• _Supplied text_:
____________________

For example, consider that a Data Catalog DC-1 has two Virtual Warehouses VW-1 and VW-2. If a user named John logs in to Hue from VW-1 first, then he becomes the Hue superuser for all the Virtual Warehouses within DC-1. At this time, if Amy logs in to Hue from VW-2, Hue does not make her a superuser within VW-2.
Iceberg
- DEX-7946 Data loss during migration of a Hive table to Iceberg
- In this release, by default the table property 'external.table.purge' is set to true, which deletes the table data and metadata is you drop the table during migration from Hive to Iceberg.
- DWX-13733 Timeout issue querying Iceberg tables from Hive
- A timeout issue can cause the query to fail.
- DWX-13062 Hive-26507 Converting a Hive table having CHAR or VARCHAR columns to Iceberg causes an exception
- CHAR and VARCHAR data can be shorter than the length specified by the data type. Remaining characters are padded with spaces. Data is converted to a string in Iceberg. This process can yield incorrect results when you query the converted Iceberg table.
- DWX-13276 Multiple inserts into tables having different formats can cause a deadlock.
- Under the following conditions, a deadlock can occur:
- You run a query to insert data into multiple tables comprised of at least one Iceberg table and at least one non-Iceberg table.
- The STAT task locking feature is turned on (default = on).
Carried over from the previous release: Impala Virtual Warehouse
- IMPALA-11045 Impala Virtual Warehouses might produce an error when querying transactional (ACID) table even after you enabled the automatic metadata refresh (version DWX 1.1.2-b2008)
- Problem: Impala doesn't open a transaction for select queries, so you might get a FileNotFound error after compaction even though you refreshed the metadata automatically.
- Impala Virtual Warehouses might produce an error when querying transactional (ACID) tables (DWX 1.1.2-b1949 or earlier)
- Problem: If you are querying transactional (ACID) tables with an Impala Virtual Warehouse and compaction is run on the compacting Hive Virtual Warehouse, the query might fail. The compacting process deletes files and the Impala Virtual Warehouse might not be aware of the deletion. Then when the Impala Virtual Warehouse attempts to read the deleted file, an error can occur. This situation occurs randomly.

____________________

• _Excerpted data_:
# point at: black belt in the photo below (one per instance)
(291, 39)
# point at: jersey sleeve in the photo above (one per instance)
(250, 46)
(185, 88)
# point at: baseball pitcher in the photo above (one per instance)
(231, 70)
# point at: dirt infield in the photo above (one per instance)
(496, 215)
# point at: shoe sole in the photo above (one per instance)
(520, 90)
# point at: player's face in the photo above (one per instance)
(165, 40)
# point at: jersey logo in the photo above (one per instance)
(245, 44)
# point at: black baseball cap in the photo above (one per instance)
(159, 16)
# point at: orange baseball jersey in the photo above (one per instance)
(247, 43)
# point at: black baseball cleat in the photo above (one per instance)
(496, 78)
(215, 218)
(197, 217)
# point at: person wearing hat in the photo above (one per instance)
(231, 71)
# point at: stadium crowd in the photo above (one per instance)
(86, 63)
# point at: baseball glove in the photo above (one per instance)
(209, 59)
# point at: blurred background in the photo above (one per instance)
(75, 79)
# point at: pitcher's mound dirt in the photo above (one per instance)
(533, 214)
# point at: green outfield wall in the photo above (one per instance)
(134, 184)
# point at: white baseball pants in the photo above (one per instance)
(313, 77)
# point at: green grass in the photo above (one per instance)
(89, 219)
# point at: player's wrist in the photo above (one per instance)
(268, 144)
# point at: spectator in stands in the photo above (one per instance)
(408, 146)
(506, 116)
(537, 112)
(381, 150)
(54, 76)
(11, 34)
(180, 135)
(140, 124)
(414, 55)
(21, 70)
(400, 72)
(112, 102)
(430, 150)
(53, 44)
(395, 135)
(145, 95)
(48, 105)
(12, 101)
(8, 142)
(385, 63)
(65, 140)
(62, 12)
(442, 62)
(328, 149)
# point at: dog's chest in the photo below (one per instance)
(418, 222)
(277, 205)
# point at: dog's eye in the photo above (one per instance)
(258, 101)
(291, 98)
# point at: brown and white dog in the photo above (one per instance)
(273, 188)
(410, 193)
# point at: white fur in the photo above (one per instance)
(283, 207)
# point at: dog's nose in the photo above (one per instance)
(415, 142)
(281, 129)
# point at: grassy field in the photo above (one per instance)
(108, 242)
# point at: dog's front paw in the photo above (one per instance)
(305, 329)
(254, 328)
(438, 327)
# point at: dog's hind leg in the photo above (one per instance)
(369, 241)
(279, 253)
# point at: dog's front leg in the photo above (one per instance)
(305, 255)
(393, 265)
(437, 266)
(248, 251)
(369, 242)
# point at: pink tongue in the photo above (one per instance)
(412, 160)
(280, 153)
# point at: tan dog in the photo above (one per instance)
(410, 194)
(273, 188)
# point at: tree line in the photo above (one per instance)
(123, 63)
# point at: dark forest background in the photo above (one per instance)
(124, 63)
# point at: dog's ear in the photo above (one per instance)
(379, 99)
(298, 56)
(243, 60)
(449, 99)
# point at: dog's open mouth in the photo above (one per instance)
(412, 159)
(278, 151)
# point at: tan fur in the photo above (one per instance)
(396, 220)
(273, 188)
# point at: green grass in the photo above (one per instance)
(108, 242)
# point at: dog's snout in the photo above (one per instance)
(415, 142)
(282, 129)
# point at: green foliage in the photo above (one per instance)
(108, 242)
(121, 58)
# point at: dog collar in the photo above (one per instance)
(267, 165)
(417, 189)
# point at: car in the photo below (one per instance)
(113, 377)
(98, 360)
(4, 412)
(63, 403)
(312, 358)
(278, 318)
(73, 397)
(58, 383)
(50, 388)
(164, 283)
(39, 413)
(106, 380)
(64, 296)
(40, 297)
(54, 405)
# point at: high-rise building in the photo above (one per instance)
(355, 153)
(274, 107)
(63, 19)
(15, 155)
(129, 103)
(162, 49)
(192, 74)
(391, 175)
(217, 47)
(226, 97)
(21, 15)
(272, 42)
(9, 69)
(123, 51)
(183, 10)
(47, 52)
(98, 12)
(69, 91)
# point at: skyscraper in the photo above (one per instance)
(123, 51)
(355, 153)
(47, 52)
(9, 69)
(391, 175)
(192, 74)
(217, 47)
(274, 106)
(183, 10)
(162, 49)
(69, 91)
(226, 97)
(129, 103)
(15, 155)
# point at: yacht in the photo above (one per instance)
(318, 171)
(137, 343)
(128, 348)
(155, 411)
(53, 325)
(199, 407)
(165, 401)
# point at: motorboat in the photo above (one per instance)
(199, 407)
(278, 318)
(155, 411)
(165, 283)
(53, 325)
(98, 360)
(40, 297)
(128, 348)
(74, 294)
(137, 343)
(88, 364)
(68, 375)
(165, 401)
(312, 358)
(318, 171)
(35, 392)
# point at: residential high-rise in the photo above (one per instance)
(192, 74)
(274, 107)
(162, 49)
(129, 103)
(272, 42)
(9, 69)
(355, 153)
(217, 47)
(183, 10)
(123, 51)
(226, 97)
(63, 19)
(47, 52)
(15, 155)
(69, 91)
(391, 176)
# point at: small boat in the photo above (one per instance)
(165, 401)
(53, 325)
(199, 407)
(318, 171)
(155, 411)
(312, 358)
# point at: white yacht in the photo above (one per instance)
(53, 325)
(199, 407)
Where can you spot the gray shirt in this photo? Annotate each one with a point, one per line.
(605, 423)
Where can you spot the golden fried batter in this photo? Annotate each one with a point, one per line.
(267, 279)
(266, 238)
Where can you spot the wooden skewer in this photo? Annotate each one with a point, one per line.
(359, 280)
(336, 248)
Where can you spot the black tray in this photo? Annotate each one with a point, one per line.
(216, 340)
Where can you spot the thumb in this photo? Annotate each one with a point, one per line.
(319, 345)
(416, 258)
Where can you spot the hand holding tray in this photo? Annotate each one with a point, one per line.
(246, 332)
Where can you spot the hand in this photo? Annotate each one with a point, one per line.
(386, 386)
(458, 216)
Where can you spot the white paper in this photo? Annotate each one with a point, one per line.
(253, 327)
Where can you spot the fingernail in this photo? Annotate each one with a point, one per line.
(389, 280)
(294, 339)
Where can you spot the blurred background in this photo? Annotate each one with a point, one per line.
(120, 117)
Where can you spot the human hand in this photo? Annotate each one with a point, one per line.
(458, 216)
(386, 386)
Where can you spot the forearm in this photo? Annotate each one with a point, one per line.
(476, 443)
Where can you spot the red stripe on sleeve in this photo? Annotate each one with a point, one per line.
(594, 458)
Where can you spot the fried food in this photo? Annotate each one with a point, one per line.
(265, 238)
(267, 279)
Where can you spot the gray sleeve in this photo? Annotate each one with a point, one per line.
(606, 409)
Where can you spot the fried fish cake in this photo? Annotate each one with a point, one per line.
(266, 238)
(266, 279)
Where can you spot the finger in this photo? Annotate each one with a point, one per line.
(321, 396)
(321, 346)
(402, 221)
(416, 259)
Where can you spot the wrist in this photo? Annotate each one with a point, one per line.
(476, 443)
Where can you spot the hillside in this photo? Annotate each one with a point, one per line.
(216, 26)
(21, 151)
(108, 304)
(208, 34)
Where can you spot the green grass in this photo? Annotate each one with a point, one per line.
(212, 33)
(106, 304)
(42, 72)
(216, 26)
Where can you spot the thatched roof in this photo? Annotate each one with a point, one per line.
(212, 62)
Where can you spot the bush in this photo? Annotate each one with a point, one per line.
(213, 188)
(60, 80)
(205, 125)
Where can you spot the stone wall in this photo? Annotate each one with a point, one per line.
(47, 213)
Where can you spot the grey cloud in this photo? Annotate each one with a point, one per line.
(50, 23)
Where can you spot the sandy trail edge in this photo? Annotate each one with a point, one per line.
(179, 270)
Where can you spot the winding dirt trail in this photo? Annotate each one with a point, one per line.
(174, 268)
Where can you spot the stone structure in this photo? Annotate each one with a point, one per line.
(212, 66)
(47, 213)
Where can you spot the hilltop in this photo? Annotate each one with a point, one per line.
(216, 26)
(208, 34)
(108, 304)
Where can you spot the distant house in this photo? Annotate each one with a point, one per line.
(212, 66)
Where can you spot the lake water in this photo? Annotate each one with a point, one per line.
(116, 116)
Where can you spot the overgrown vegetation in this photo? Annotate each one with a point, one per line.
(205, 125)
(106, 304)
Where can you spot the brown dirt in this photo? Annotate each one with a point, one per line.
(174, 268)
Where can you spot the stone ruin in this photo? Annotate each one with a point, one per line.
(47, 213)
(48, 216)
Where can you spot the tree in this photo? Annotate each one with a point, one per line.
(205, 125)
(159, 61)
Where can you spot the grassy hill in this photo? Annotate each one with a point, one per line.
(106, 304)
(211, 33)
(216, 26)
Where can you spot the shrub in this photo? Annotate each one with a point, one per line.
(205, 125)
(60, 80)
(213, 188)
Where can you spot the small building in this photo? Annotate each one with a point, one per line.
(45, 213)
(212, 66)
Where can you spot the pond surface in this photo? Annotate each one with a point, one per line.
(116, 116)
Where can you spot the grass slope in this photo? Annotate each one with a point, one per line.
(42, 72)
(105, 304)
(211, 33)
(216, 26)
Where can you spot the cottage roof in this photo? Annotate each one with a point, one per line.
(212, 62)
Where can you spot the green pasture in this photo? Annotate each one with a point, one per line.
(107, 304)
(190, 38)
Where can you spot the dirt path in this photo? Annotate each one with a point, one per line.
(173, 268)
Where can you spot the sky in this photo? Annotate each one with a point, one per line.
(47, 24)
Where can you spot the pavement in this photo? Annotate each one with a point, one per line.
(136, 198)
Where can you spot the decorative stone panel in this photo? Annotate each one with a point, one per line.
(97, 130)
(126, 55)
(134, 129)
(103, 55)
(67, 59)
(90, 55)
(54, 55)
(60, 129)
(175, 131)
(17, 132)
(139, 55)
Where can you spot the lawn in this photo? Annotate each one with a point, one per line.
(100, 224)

____________________

• _Problems to work on_:
1. Reproduce the stretch of the release notes from "- DWX-13733 Timeout" through "(default = on).".
2. According to the release notes, what is the default setting of the STAT task locking feature?
3. Continue the release notes from where they stop.

• _Per-task outputs_:
1.
- DWX-13733 Timeout issue querying Iceberg tables from Hive
- A timeout issue can cause the query to fail.
- DWX-13062 Hive-26507 Converting a Hive table having CHAR or VARCHAR columns to Iceberg causes an exception
- CHAR and VARCHAR data can be shorter than the length specified by the data type. Remaining characters are padded with spaces. Data is converted to a string in Iceberg. This process can yield incorrect results when you query the converted Iceberg table.
- DWX-13276 Multiple inserts into tables having different formats can cause a deadlock.
- Under the following conditions, a deadlock can occur:
- You run a query to insert data into multiple tables comprised of at least one Iceberg table and at least one non-Iceberg table.
- The STAT task locking feature is turned on (default = on).

2. It is turned on by default.

3.
- Do not use the start/stop icons in Impala Virtual Warehouses version 7.2.2.0-106 or earlier
- Problem: If you use the stop/start icons in Impala Virtual Warehouses version 7.2.2.0-106 or earlier, it might render the Virtual Warehouse unusable and make it necessary for you to re-create it.
- DWX-6674: Hue connection fails on cloned Impala Virtual Warehouses after upgrading
- Problem: If you clone an Impala Virtual Warehouse from a recently upgraded Impala Virtual Warehouse, and then try to connect to Hue, the connection fails.
- DWX-5841: Virtual Warehouse endpoints are now restricted to TLS 1.2
- Problem: TLS 1.0 and 1.1 are no longer considered secure, so now Virtual Warehouse
endpoints must be secured with TLS 1.2 or later, and then the environment that the Virtual
Warehouse uses must be reactivated in CDW. This includes both Hive and Impala Virtual
Warehouses. To reactivate the environment in the CDW UI:
- Deactivate the environment. See Deactivating AWS environments or Deactivating Azure environments.
- Activate the environment. See Activating AWS environments or Activating Azure environments
- DWX-5276: Upgrading an older version of an Impala Virtual Warehouse can result in error state
- Problem: If you upgrade an older version of an Impala Virtual Warehouse (DWX 1.1.1.1-4) to the latest version, the Virtual Warehouse can get into an Updating or Error state.
- DWX-3914: Collect Diagnostic Bundle option does not work on older environments
- The Collect Diagnostic Bundle menu option in Impala Virtual Warehouses does not work for older environments:
- Data caching:
- This feature is limited to 200 GB per executor, multiplied by the total number of executors.
- Sessions with Impala continue to run for 15 minutes after the connection is disconnected.
- When a connection to Impala is disconnected, the session continues to run for 15 minutes in
case so the user or client can reconnect to the same session again by presenting the
session_token
. After 15 minutes, the client must re-authenticate to Impala to establish a new connection.